YOUR INSTRUCTIONS = Write out the listing in full, matching it word for word.
## Start DATASET
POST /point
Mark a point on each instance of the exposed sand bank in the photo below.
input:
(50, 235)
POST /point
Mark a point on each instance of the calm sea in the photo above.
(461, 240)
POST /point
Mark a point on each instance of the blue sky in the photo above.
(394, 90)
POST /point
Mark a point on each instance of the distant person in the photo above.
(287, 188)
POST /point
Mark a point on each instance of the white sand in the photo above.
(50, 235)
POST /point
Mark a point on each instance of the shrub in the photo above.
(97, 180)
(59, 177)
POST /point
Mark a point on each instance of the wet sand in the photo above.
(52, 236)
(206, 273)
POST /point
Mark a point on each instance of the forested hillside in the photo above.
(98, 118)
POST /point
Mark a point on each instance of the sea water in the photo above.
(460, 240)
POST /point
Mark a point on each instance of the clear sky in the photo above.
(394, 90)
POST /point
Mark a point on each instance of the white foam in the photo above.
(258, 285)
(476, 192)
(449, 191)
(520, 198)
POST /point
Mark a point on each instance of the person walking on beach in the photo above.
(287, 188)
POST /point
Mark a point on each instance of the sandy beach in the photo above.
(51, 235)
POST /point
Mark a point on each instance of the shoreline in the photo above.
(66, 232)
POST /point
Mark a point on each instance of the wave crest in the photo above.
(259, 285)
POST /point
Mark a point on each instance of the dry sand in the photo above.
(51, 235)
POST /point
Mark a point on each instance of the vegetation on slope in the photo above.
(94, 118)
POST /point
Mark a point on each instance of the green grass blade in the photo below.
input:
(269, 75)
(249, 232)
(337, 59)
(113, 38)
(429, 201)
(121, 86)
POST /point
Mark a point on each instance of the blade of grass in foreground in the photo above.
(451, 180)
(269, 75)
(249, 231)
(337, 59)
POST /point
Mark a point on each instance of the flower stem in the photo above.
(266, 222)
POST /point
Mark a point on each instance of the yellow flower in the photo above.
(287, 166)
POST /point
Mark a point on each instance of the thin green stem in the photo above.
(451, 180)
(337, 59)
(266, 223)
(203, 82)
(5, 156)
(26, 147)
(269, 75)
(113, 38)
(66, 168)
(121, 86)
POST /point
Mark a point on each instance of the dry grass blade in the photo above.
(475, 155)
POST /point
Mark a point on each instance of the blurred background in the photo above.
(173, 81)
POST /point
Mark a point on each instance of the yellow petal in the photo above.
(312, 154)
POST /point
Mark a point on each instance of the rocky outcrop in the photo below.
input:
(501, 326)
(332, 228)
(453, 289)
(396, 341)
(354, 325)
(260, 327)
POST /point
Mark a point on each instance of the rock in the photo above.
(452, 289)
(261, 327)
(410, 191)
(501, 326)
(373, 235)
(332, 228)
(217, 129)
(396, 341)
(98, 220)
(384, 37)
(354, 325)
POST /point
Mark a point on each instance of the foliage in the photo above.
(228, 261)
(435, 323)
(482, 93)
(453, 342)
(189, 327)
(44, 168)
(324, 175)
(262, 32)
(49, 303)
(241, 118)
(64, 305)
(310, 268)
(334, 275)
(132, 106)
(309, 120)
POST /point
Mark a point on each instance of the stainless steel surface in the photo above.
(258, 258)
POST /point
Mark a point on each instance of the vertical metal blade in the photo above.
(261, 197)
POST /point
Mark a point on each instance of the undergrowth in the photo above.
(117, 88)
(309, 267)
## End DATASET
THE RESPONSE =
POST /point
Mark a point on each instance of the exposed sand bank in the photo below.
input:
(50, 235)
POST /point
Mark a point on each instance of the calm sea in the photo above.
(461, 240)
POST /point
Mark a point on each instance of the blue sky in the photo above.
(394, 90)
POST /point
Mark a point on each instance of the distant person in the photo above.
(287, 188)
POST /point
Mark a point on each instance of the white sand in the photo above.
(50, 235)
POST /point
Mark a point on each instance of the shrub in the photo above.
(97, 180)
(59, 177)
POST /point
Mark a point on each instance of the wet sand in the photo above.
(52, 236)
(206, 273)
POST /point
Mark a point on each instance of the forested hillside in the photo above.
(98, 118)
POST /point
Mark a point on each instance of the sea water in the photo above.
(460, 240)
POST /point
Mark a point on each instance of the clear sky in the photo above.
(394, 90)
POST /point
Mark a point on each instance of the white foam in the photo above.
(258, 285)
(476, 192)
(449, 191)
(520, 198)
POST /point
Mark a point on each instance of the person walking on beach in the photo above.
(287, 188)
POST /point
Mark a point on each instance of the sandy beach in the photo above.
(51, 235)
POST /point
Mark a point on each instance of the shoreline in the photo above.
(66, 232)
POST /point
Mark a point on each instance of the wave crest in the photo above.
(259, 285)
POST /point
Mark a point on each instance of the dry sand in the photo above.
(51, 235)
POST /point
Mark a point on each instance of the vegetation on slope in the photo above.
(94, 118)
POST /point
Mark a point on each instance of the green grass blade in the photo below.
input:
(269, 75)
(249, 232)
(337, 59)
(113, 38)
(429, 201)
(121, 86)
POST /point
Mark a point on each instance of the blade of grass in foreground in the photo above.
(451, 180)
(269, 75)
(249, 231)
(337, 59)
POST /point
Mark a point on each instance of the flower stem in the photo above.
(266, 222)
POST /point
Mark a point on each instance of the yellow flower in the photo above.
(287, 166)
POST /point
Mark a point on each instance of the thin green stem in the photo above.
(451, 180)
(337, 59)
(266, 223)
(203, 82)
(5, 156)
(26, 147)
(269, 75)
(113, 38)
(66, 168)
(121, 86)
POST /point
Mark a point on each instance of the dry grass blade in the photo above.
(475, 155)
POST /point
Mark a point on each instance of the blurred background in the photo above.
(173, 81)
POST /point
Mark a point on each instance of the yellow petal in the photo above.
(312, 154)
POST /point
Mark a point on each instance of the rocky outcrop in the photo below.
input:
(501, 326)
(332, 228)
(453, 289)
(396, 341)
(354, 325)
(260, 327)
POST /point
Mark a point on each instance of the rock in the photo above.
(452, 289)
(261, 327)
(410, 191)
(501, 326)
(373, 235)
(332, 228)
(217, 129)
(396, 341)
(98, 220)
(384, 37)
(354, 325)
POST /point
Mark a point on each instance of the foliage in the photo above.
(228, 261)
(435, 323)
(482, 93)
(453, 342)
(189, 327)
(44, 168)
(324, 175)
(262, 32)
(49, 303)
(241, 118)
(64, 305)
(310, 268)
(334, 275)
(132, 106)
(309, 120)
POST /point
Mark a point on each instance of the stainless steel surface in the photo above.
(258, 258)
POST /point
Mark a point on each instance of the vertical metal blade in the photo above.
(261, 197)
POST /point
Mark a point on each instance of the undergrowth in the photo above.
(117, 88)
(309, 267)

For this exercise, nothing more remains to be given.